*** INPUT

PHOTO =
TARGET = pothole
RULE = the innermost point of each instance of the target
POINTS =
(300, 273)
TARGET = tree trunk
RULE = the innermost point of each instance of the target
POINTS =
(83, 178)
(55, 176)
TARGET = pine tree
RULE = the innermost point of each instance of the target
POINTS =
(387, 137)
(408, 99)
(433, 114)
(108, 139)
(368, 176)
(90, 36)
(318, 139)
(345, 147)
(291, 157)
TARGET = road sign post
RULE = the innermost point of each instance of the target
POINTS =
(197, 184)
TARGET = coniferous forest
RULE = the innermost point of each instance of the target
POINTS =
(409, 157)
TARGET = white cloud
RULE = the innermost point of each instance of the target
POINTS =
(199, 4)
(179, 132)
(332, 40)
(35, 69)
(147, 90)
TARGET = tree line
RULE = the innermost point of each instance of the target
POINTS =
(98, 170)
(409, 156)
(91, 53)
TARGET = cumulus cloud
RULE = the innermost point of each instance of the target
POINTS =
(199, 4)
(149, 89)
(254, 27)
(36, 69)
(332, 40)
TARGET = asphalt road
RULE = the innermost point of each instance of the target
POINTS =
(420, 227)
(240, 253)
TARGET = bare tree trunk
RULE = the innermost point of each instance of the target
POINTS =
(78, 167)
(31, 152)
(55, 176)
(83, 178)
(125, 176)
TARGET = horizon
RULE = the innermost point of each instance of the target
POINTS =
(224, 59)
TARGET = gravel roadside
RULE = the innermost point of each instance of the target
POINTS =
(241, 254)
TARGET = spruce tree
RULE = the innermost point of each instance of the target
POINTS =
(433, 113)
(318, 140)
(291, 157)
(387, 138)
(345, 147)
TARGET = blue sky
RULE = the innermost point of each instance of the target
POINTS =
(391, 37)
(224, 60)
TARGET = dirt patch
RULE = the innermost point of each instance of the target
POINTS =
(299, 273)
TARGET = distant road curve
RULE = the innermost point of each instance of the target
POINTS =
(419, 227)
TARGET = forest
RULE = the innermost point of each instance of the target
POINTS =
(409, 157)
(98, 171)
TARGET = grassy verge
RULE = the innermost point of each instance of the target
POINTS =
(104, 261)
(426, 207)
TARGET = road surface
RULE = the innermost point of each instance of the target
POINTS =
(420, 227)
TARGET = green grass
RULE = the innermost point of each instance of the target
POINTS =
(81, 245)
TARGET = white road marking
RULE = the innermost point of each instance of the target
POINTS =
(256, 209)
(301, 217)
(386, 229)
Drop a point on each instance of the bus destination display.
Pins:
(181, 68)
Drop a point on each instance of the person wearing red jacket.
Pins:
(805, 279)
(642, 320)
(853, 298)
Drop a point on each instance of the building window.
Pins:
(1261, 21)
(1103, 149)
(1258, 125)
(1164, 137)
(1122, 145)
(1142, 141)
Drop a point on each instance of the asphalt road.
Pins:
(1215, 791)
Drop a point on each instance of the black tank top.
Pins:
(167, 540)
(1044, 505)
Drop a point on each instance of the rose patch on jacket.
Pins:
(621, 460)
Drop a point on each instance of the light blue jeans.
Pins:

******

**ACTIVITY:** In full and exactly as written, repeat the data.

**ANSWER SPACE:**
PHOTO =
TARGET = pothole
RULE = the innermost point of each instance of the target
POINTS =
(300, 273)
TARGET = tree trunk
RULE = the innermost point of each instance of the target
POINTS =
(83, 178)
(55, 176)
TARGET = pine tree
RULE = the innermost point of each instance of the target
POINTS =
(387, 137)
(408, 99)
(433, 114)
(108, 139)
(368, 176)
(90, 36)
(318, 139)
(345, 147)
(291, 157)
TARGET = road sign post
RULE = the innermost point of each instance of the target
POINTS =
(197, 184)
TARGET = coniferous forest
RULE = the innermost point of each instance of the target
POINTS =
(409, 157)
TARGET = white cloud
RULE = the innermost point of each instance of the target
POINTS =
(199, 4)
(179, 132)
(332, 40)
(35, 69)
(147, 90)
TARGET = tree line
RULE = the innermost point of each instance of the target
POINTS =
(98, 170)
(409, 156)
(91, 53)
TARGET = cumulus cloud
RULE = the innermost point of each instance of the target
POINTS =
(199, 4)
(149, 89)
(254, 27)
(36, 69)
(332, 40)
TARGET = asphalt road
RULE = the innermost point of each instance of the target
POINTS =
(420, 227)
(240, 253)
TARGET = bare tree trunk
RULE = the innermost point of each instance of the target
POINTS =
(78, 167)
(31, 152)
(55, 176)
(83, 178)
(125, 176)
TARGET = horizon
RULE = the innermost point of each instance of the target
POINTS =
(224, 59)
TARGET = gravel roadside
RULE = the innermost point of each instance of the target
POINTS =
(241, 254)
TARGET = spruce tree
RULE = the innermost point of each instance of the target
POINTS =
(433, 113)
(318, 140)
(291, 157)
(387, 138)
(345, 147)
TARGET = blue sky
RULE = the innermost point of each instance of the target
POINTS =
(391, 37)
(224, 60)
TARGET = dirt patch
RULE = the innermost point of each instance of the target
POINTS =
(299, 273)
TARGET = distant road curve
RULE = the innermost point of each instance of the target
POINTS =
(419, 227)
TARGET = forest
RULE = the innermost point of each instance of the target
POINTS =
(409, 157)
(98, 171)
TARGET = grassy verge
RULE = the innermost point of each instance of the target
POINTS =
(104, 261)
(426, 207)
TARGET = road surface
RULE = the innermost point of each instance of the target
POINTS =
(420, 227)
TARGET = green grass
RULE = the innermost point of each instance of the target
POINTS =
(81, 245)
TARGET = white road marking
RULE = the innermost point of each instance of the target
POINTS =
(256, 209)
(301, 217)
(386, 229)
Drop a point on each instance of the bus destination display.
Pins:
(181, 68)
Drop a point on each instance of the person wearing red jacket.
Pins:
(805, 279)
(642, 320)
(853, 298)
Drop a point on each instance of the building window.
Pins:
(1261, 21)
(1103, 149)
(1258, 125)
(1164, 137)
(1122, 145)
(1142, 141)
Drop a point on each instance of the asphalt road.
Pins:
(1215, 791)
Drop a point on each instance of the black tank top.
Pins:
(167, 540)
(1044, 505)
Drop a point on each instance of the rose patch on jacket.
Pins:
(621, 460)
Drop a point on each instance of the light blue jeans.
Pins:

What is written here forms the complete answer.